Task objective.
Reproduce every line of the entries below word for word, omitting the pictures.

Some entries
>>>>

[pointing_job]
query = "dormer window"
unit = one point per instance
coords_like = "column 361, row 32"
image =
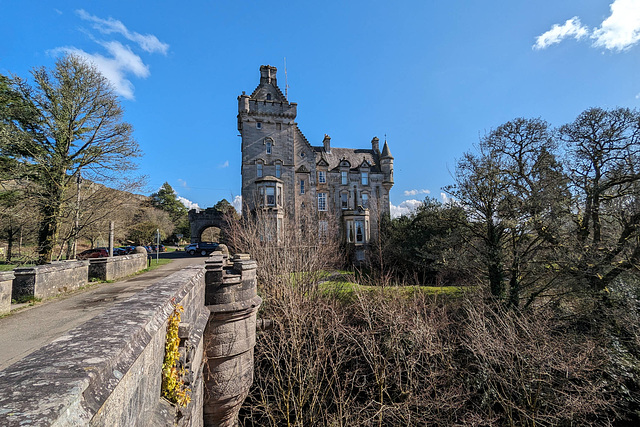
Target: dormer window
column 365, row 200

<<<<

Answer for the task.
[pointing_job]
query = "dormer window"
unit = one point per instance
coords_like = "column 361, row 32"
image =
Target: dormer window
column 365, row 200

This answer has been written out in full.